Job =
Extract every line of the listing below that contains the word "window", copying each one in full.

....

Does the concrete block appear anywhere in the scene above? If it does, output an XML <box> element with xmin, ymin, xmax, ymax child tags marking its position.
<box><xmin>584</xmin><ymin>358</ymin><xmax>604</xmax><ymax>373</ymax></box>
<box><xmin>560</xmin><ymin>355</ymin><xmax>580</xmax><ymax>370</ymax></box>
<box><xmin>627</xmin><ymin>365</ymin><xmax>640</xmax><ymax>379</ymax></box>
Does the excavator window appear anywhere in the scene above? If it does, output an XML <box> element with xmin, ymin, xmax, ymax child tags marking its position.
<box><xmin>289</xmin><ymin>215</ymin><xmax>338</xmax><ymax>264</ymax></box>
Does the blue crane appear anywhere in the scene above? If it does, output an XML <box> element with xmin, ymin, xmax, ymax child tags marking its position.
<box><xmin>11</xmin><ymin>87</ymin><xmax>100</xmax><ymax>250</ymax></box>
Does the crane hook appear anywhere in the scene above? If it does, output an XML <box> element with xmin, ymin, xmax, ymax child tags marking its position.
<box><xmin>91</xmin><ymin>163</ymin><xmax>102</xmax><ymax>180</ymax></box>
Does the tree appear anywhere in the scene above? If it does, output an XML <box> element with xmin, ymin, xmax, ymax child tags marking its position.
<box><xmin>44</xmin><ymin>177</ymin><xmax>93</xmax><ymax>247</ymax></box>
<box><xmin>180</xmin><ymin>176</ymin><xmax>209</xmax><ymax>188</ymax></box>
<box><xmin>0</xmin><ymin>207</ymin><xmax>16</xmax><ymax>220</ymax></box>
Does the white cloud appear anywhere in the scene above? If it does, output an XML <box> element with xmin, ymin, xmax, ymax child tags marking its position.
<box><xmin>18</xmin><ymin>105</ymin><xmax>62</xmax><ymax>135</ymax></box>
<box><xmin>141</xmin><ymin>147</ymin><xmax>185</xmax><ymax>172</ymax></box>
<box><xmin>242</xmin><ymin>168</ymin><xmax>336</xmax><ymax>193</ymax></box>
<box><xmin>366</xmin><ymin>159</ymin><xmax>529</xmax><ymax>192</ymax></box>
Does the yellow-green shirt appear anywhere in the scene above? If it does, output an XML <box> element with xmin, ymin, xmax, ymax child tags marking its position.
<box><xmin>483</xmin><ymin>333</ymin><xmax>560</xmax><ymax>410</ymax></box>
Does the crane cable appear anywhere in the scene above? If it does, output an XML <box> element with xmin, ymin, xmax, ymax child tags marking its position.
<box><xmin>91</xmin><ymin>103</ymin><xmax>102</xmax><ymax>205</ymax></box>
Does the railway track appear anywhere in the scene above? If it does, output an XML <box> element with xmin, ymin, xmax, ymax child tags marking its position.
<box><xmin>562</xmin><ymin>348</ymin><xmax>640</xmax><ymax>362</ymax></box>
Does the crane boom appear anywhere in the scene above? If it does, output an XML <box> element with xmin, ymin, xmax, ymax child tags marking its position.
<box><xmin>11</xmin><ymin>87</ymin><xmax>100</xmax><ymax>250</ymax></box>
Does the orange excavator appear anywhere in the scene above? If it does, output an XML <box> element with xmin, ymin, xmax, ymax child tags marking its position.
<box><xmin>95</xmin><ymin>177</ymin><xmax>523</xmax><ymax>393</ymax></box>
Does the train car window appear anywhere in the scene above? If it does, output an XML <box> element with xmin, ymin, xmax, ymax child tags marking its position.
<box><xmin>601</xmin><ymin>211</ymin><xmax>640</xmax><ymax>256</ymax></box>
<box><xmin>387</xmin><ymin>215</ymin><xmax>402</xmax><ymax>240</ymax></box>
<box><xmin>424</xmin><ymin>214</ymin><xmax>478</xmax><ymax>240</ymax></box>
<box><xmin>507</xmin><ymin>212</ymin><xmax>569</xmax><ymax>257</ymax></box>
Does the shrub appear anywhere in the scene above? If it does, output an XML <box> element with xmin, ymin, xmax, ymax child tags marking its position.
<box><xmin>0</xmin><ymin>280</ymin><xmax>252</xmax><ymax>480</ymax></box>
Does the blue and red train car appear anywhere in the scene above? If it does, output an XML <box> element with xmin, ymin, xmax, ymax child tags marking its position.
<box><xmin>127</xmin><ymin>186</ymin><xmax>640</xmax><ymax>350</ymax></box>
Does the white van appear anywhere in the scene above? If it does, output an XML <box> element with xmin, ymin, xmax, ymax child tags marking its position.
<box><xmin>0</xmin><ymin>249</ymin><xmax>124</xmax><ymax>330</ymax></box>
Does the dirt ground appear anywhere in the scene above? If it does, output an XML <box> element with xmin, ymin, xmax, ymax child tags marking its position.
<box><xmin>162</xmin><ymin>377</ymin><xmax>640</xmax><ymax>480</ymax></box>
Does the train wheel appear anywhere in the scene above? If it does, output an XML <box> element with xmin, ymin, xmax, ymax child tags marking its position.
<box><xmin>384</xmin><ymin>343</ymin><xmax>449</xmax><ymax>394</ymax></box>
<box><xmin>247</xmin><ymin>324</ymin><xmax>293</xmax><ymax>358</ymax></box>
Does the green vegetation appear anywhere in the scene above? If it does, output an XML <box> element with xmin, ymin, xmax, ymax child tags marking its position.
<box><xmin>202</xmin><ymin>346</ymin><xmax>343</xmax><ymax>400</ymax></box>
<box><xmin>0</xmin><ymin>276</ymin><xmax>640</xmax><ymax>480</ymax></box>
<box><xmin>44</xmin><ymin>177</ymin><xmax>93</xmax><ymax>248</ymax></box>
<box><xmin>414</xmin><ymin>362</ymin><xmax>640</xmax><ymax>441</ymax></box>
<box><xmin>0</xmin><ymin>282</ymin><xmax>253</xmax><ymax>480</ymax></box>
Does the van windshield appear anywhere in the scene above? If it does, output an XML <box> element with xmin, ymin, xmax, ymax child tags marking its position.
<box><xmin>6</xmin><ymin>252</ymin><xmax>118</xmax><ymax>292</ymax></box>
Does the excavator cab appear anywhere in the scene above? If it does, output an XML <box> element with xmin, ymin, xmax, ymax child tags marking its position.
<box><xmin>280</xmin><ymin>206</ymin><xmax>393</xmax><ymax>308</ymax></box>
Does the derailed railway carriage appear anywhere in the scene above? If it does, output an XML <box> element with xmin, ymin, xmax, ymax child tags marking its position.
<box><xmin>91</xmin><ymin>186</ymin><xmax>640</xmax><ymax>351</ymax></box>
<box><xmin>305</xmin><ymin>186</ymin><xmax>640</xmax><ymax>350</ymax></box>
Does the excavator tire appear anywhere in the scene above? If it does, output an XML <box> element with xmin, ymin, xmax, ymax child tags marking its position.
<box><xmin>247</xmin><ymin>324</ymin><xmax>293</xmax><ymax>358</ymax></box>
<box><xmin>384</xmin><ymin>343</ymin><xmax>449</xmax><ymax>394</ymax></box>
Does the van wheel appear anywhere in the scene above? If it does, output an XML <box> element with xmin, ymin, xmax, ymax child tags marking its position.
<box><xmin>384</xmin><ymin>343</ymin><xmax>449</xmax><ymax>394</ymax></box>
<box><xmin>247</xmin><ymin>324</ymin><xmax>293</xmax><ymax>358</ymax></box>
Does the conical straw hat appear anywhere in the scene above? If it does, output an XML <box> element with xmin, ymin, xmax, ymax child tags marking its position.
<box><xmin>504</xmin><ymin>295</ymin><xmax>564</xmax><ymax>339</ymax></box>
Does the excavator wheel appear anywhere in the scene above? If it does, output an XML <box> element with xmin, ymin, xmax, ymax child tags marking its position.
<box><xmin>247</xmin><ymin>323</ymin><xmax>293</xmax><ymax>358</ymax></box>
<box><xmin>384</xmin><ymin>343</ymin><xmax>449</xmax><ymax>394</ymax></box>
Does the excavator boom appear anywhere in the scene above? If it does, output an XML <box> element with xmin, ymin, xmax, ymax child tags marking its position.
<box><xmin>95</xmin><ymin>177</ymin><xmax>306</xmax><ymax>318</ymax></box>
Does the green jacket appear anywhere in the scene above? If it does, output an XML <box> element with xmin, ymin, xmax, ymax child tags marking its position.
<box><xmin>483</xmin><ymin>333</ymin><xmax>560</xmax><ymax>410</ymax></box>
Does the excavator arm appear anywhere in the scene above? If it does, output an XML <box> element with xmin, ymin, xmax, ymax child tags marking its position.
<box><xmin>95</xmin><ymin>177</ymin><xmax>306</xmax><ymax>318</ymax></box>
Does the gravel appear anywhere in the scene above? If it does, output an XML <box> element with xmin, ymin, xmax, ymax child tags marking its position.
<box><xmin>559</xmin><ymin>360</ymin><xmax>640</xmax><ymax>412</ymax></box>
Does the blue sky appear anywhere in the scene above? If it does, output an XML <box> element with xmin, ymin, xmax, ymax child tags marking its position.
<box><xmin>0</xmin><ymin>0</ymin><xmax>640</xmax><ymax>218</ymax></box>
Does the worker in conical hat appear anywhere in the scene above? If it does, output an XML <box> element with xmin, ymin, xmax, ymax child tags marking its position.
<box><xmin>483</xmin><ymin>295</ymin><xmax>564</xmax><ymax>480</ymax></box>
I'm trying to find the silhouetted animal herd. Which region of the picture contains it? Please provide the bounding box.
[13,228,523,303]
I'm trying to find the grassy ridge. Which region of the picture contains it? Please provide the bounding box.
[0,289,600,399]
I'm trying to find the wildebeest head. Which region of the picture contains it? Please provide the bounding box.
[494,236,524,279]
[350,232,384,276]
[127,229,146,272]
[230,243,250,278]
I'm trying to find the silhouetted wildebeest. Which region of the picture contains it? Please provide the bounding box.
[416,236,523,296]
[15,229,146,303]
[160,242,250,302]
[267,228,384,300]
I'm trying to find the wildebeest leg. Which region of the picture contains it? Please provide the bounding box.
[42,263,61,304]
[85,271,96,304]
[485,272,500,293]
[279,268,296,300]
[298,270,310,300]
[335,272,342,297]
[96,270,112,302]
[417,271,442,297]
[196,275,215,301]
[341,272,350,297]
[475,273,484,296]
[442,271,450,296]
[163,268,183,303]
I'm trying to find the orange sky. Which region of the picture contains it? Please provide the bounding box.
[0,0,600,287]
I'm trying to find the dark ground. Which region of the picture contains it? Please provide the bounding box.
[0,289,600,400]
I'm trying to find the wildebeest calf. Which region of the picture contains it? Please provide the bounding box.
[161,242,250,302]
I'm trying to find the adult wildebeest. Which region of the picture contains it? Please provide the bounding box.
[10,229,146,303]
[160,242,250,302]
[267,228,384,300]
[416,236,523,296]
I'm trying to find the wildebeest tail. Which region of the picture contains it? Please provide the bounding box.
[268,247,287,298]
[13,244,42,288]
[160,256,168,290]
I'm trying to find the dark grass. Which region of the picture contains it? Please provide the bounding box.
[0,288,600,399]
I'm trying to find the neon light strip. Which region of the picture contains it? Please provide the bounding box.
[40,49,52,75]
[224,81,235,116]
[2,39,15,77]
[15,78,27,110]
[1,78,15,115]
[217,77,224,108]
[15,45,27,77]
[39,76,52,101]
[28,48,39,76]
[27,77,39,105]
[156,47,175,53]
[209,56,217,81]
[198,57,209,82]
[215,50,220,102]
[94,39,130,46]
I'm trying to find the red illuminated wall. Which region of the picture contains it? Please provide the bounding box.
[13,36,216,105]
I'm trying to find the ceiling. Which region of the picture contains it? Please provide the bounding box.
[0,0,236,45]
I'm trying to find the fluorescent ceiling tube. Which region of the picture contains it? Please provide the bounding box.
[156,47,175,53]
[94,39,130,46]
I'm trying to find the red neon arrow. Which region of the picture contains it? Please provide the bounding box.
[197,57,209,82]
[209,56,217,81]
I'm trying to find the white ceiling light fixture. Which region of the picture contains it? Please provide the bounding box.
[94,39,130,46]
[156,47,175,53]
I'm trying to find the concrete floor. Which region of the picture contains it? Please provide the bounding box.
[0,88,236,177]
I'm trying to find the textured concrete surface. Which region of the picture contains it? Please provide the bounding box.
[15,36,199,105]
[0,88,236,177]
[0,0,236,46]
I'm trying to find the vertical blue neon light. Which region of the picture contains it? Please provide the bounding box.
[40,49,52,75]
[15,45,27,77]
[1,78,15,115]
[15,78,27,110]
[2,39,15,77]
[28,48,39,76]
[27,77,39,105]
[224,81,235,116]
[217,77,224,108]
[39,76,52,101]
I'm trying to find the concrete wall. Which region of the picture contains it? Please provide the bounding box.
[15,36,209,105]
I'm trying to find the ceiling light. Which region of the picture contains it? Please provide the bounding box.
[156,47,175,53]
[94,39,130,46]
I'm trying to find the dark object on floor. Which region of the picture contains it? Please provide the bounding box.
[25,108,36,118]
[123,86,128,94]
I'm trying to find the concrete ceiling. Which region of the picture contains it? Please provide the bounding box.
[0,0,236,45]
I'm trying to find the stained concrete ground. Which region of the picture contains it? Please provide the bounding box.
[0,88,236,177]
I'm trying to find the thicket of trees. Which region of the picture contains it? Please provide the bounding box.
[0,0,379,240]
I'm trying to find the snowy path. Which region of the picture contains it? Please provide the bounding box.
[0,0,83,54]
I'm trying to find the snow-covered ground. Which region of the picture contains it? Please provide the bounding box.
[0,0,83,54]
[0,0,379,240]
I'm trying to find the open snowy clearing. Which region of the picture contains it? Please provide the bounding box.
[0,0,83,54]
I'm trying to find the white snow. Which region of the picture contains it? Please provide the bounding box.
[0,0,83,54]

....

The result =
Does the excavator window appear anywhere in the scene above? If it does, output an XML <box> element with xmin, ymin, xmax, ymax child tags marking its position.
Does the train car window appear anywhere in the scene above? If it does, output an XML <box> element with xmin, ymin, xmax, ymax child tags marking its position.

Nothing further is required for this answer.